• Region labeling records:
- - - - -
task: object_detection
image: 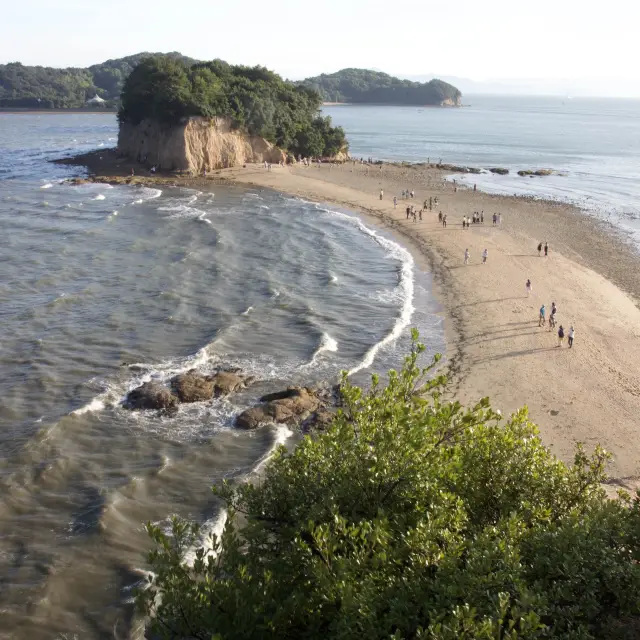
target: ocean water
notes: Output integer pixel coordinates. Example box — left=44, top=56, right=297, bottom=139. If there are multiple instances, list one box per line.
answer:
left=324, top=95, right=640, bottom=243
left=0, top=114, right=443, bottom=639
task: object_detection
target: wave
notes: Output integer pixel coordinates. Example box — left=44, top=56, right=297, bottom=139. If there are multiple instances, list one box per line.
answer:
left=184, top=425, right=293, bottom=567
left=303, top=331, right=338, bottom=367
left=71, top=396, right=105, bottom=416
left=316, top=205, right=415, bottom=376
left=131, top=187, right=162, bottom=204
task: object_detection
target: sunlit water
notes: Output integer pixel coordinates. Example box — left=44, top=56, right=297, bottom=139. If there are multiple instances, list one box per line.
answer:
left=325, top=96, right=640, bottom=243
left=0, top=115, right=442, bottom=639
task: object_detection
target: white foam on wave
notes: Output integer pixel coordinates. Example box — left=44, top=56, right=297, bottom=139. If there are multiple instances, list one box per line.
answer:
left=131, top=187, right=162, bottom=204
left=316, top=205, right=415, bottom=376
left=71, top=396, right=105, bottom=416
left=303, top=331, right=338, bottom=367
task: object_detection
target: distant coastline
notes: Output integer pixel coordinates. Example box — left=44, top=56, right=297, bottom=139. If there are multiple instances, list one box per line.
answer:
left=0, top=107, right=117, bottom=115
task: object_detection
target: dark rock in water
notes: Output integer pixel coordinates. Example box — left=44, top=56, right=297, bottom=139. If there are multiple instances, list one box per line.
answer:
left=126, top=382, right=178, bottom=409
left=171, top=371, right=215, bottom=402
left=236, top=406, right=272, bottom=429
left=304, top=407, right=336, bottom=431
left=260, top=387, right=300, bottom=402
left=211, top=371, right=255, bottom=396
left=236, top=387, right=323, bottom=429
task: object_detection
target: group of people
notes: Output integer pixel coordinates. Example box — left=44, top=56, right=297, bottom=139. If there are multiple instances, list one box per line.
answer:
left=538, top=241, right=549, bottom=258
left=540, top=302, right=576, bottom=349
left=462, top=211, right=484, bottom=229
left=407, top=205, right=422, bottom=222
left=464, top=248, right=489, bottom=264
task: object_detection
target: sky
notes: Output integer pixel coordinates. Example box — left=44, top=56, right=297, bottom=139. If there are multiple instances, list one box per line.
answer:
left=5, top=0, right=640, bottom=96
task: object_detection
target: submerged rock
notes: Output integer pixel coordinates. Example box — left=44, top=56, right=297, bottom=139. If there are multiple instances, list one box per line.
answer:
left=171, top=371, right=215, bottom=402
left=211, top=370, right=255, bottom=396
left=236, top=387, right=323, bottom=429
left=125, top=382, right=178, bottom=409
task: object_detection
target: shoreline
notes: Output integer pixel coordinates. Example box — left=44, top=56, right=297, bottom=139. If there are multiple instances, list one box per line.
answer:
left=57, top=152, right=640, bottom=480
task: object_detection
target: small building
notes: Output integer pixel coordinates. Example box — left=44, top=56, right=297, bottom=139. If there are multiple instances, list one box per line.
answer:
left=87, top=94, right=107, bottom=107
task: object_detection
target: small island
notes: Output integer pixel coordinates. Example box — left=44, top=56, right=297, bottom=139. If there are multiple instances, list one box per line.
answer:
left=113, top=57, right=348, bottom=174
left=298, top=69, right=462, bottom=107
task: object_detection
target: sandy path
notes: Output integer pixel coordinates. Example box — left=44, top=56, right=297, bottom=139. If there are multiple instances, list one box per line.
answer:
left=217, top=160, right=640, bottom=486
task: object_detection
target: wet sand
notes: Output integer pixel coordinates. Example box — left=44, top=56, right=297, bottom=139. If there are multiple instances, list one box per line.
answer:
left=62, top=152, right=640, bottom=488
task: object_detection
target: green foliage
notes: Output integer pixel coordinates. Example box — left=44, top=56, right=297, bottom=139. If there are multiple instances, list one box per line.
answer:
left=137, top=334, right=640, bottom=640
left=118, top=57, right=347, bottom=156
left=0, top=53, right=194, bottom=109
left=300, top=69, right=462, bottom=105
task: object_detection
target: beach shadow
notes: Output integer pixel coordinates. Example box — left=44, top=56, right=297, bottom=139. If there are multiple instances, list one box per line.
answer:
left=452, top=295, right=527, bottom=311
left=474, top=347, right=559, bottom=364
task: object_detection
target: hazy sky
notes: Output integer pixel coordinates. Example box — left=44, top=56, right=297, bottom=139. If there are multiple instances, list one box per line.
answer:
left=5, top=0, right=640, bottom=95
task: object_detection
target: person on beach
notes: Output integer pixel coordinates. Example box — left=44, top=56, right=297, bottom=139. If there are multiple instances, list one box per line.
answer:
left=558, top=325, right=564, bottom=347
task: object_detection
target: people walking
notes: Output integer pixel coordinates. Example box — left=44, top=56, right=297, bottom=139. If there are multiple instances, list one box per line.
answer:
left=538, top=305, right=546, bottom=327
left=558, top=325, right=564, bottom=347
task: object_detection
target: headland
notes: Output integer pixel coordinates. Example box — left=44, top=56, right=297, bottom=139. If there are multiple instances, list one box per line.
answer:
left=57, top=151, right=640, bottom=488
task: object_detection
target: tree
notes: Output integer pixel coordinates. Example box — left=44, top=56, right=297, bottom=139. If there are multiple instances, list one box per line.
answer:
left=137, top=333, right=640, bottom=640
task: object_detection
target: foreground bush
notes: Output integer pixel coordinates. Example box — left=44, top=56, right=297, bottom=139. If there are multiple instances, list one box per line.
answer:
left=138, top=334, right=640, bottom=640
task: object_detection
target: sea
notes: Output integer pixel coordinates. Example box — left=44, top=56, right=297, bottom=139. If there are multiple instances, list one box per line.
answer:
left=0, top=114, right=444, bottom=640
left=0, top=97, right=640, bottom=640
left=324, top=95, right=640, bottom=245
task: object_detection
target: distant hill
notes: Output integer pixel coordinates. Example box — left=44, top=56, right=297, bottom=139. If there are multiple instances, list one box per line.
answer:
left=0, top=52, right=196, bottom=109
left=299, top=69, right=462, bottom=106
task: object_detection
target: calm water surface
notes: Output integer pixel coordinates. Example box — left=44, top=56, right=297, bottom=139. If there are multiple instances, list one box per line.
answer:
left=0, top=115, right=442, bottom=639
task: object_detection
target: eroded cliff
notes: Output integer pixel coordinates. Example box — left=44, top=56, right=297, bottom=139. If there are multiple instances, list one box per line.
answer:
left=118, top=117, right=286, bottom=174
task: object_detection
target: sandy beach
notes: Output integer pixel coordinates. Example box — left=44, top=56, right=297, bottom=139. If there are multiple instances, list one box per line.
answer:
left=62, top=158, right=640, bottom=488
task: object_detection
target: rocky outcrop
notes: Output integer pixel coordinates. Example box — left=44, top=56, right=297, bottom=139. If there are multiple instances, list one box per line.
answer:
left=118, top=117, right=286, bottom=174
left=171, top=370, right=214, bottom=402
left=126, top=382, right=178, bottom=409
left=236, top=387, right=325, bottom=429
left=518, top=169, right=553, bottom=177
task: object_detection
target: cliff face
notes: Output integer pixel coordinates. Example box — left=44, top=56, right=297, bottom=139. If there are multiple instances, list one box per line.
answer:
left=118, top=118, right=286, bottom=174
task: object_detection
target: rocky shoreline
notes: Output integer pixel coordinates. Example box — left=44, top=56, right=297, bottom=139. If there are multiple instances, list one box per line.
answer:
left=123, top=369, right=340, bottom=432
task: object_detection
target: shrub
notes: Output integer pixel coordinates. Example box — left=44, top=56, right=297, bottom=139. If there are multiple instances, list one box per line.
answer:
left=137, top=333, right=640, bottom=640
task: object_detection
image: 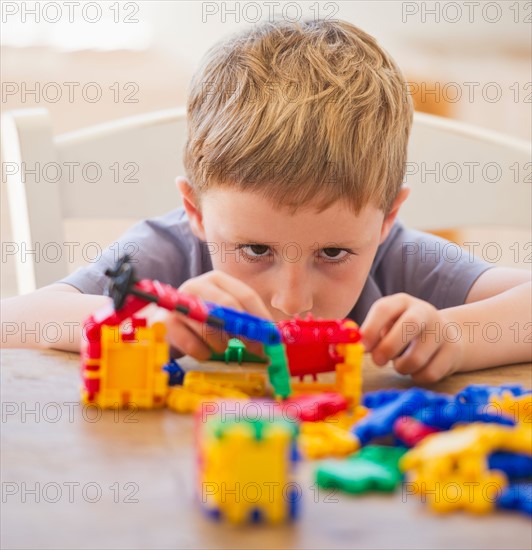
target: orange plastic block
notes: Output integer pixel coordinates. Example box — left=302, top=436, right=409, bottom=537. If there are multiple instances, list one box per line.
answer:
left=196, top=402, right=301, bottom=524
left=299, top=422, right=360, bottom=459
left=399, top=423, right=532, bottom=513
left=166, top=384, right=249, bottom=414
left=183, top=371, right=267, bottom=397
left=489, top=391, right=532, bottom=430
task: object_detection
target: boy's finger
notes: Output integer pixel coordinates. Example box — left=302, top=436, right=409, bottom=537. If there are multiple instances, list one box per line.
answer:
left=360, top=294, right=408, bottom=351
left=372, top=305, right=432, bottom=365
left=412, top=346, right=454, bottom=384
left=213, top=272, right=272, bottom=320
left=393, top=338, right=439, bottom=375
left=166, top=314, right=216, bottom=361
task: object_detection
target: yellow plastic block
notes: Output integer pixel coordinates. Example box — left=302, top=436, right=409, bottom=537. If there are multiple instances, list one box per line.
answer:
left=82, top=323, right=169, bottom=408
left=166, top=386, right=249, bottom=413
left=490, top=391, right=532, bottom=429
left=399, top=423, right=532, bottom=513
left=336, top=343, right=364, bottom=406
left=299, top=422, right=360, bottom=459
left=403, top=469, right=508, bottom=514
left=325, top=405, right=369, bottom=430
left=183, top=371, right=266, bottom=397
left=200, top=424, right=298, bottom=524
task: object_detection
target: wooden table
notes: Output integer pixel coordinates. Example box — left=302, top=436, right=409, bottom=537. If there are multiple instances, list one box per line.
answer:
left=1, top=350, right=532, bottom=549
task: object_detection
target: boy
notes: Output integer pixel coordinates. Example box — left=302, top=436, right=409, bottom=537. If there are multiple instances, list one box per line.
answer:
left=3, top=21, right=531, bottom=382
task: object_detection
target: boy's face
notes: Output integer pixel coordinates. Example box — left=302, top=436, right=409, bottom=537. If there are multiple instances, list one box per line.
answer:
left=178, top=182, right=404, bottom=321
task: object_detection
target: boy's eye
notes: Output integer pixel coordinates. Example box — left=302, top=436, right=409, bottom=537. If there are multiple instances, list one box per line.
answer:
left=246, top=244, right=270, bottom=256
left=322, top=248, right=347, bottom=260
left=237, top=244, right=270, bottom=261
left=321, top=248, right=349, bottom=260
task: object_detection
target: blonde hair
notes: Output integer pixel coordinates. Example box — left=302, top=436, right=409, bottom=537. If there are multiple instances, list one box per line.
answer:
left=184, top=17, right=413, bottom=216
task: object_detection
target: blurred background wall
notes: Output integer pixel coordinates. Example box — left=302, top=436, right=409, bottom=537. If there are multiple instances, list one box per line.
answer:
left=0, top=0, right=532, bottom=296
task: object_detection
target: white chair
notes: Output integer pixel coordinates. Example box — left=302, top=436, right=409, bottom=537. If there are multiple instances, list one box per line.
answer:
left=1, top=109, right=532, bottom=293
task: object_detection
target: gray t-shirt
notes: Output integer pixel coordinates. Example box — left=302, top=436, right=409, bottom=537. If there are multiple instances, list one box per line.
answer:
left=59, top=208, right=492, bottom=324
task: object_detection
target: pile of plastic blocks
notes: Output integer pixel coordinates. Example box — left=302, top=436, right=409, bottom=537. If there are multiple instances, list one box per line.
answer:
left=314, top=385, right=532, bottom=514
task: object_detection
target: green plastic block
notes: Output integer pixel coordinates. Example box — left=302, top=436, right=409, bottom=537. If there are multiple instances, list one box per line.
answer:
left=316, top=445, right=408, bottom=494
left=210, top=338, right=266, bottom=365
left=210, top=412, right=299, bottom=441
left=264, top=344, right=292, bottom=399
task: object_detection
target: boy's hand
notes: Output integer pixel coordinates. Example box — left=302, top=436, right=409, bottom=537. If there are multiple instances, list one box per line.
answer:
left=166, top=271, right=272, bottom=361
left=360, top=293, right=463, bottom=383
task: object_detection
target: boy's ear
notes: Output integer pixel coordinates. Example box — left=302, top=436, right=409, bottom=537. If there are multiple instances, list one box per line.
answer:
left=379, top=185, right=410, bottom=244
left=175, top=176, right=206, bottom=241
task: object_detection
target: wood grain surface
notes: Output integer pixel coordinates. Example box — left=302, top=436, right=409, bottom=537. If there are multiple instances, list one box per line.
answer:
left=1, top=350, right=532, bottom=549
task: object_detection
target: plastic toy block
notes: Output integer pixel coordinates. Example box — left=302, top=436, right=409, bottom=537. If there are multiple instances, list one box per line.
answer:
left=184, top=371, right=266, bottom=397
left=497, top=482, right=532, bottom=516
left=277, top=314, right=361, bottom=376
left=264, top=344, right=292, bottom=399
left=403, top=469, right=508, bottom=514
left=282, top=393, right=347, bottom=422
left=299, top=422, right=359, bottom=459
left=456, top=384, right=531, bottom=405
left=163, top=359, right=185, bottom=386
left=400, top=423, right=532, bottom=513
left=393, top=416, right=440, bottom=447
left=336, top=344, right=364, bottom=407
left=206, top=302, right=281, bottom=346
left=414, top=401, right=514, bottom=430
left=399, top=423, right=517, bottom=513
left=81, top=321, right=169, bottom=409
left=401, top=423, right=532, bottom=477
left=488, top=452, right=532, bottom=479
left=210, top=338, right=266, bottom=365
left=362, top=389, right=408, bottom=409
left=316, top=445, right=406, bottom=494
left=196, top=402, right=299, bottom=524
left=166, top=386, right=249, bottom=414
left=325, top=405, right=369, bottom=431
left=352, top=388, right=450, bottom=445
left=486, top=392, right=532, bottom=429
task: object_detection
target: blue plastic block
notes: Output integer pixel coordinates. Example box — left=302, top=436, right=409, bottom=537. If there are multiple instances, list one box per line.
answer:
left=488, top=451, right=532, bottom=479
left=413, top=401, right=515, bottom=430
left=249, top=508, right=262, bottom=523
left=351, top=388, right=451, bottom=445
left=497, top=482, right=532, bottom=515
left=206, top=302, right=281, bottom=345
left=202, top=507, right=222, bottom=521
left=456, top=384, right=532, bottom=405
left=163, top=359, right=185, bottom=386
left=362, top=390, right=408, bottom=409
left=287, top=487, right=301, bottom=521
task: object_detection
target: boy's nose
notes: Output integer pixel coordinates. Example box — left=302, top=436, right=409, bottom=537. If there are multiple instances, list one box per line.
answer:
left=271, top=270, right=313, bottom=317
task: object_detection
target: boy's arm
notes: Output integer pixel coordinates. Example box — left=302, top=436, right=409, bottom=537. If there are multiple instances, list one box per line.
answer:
- - - - -
• Problem:
Locate each line of the listing above that contains the string "white", and copy those lines. Case matters.

• Solution for this problem:
target: white foam on wave
target: white chair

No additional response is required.